My employer has cancelled all travel but there are, as yet, no instructions to not report to work as usual. (Today is my 9/80 Friday off.) We’ll see if that changes. I suspect they will go no further than encouraging more telecommuting and canceling meetings above the team level.

The local grocery stores have run completely out of toilet paper, and are seriously depleted in bottled water and, oddly, meat. Fruit is still abundant but I suppose there’s not much use me stocking up on fruit; won’t keep. Milk has also remained on the shelves; also too perishable. But bread has disappeared, and it’s also perishable. (Meat you can freeze.) Disinfectants are in short supply, and when I looked for some diabetic-friendly cough syrup, just in case, there was none to be found. Which brings up …

Intracranial hypotension

This is where I possibly get a bit personal for some readers. Don’t feel badly if you prefer to skip.

Complete the following:
1. In the grocery-shortage passage, copy everything from "The local grocery" down to "prefer to skip.".
2. Answer these questions using the grocery-shortage passage:
(a) What has the writer's employer cancelled?
(b) What item have the local grocery stores run completely out of?
(c) What did the writer look for that could not be found?
3. Pick up the grocery-shortage passage after its final sentence and continue writing it.

Records taken from a dataset:
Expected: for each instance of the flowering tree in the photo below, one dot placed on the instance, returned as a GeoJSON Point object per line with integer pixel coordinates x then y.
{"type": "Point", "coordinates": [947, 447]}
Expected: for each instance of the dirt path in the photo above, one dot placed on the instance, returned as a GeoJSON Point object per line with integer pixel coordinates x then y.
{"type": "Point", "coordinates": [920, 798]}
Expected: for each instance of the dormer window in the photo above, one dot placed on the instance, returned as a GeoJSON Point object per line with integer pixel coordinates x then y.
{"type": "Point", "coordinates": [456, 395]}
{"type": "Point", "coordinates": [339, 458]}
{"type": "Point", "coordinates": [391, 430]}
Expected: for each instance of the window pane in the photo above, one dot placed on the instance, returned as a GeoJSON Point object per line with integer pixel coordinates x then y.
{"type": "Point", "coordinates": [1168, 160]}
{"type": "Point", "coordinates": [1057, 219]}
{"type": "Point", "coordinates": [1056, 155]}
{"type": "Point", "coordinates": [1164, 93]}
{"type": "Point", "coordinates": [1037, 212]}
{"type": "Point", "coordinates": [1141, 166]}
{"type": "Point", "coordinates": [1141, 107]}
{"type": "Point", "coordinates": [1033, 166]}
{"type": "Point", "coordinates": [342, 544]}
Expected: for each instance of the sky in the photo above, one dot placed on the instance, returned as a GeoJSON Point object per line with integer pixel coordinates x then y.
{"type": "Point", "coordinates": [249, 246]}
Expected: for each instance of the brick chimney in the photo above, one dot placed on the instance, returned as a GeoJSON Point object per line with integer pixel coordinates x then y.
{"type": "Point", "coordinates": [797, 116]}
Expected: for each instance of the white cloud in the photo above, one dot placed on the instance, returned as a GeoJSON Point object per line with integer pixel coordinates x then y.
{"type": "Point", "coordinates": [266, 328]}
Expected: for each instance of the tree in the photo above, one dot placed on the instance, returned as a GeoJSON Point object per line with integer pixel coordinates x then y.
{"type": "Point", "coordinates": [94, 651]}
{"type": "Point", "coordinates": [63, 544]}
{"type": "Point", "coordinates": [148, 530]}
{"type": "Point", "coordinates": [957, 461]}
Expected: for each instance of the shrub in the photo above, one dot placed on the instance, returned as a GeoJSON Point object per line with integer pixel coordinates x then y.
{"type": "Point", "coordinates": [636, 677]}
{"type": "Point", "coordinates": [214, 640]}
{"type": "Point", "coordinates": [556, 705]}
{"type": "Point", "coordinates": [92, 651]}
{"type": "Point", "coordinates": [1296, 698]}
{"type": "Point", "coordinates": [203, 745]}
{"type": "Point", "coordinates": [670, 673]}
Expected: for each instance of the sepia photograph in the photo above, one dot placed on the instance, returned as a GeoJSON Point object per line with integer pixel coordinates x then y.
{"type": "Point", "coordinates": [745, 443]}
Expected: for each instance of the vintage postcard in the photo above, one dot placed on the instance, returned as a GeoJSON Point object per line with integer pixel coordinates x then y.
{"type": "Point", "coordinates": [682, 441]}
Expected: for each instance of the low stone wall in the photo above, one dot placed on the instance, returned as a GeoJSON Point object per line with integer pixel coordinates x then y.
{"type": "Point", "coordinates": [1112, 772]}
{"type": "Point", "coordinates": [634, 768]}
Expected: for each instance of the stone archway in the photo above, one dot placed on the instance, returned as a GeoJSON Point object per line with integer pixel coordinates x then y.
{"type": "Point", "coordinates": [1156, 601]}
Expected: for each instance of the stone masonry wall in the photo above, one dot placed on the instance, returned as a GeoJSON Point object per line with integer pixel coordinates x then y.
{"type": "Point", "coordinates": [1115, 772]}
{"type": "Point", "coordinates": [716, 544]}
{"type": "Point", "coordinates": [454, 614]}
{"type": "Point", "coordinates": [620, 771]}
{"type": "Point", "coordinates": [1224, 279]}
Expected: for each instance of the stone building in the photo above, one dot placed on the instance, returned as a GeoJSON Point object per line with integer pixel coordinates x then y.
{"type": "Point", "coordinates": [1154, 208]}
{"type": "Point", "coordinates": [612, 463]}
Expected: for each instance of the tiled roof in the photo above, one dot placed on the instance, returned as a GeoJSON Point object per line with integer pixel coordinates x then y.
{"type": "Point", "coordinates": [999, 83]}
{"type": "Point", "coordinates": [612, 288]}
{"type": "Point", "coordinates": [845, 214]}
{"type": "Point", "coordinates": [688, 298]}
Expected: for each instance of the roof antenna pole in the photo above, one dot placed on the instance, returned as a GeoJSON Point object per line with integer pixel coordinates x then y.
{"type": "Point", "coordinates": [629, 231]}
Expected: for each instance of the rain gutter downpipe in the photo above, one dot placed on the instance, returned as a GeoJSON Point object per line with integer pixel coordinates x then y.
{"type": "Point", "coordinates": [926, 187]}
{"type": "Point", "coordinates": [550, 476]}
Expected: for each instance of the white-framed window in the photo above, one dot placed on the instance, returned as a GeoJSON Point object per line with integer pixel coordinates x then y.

Response list:
1.
The local grocery stores have run completely out of toilet paper, and are seriously depleted in bottled water and, oddly, meat. Fruit is still abundant but I suppose there’s not much use me stocking up on fruit; won’t keep. Milk has also remained on the shelves; also too perishable. But bread has disappeared, and it’s also perishable. (Meat you can freeze.) Disinfectants are in short supply, and when I looked for some diabetic-friendly cough syrup, just in case, there was none to be found. Which brings up …

Intracranial hypotension

This is where I possibly get a bit personal for some readers. Don’t feel badly if you prefer to skip.

2.
(a) All travel.
(b) Toilet paper.
(c) Diabetic-friendly cough syrup.

3.
I got a call Wednesday that the neurologist had had a cancellation and he could get me in early Thursday morning, three weeks sooner than scheduled. Of course I took up the invitation. The neurologist is a Dr. Ravi out of Denver (!) who comes down to northern New Mexico periodically. He notes, as if I didn’t already know, that there is a real lack of medical resources in this state. However, I was surprised that he does not consider this a sign of an impoverished state; he notes that the same problem exists in Wyoming, a quite rich state. It’s apparently much more to do with the rural character of the states.

The bottom line is mixed news, but I think more good than bad.

1. Diagnosis is confirmed: Intercranial hypotension likely from a torn meninge. Confirmation of the diagnosis is good news.

2. I show subtle abnormalities in some reflexes. “We cannot wish this away” was the doctor’s way of summing it up. This needs to be treated. That’s bad news.

3. Treatment consists of finding the leak and plugging it with a glob of my own blood. Apparently this has a high success rate and is curative. That’s good news.

4. Finding the leak is not an outpatient procedure. It will require a stay in a hospital. That’s bad news, though since the plugging procedure also has to be done in a hospital and is probably done during the same stay, it’s not too bad news.

5. That hospital will have to be UNMH, because that’s where the only two neurosurgeons in New Mexico who do this are located. That’s bad news.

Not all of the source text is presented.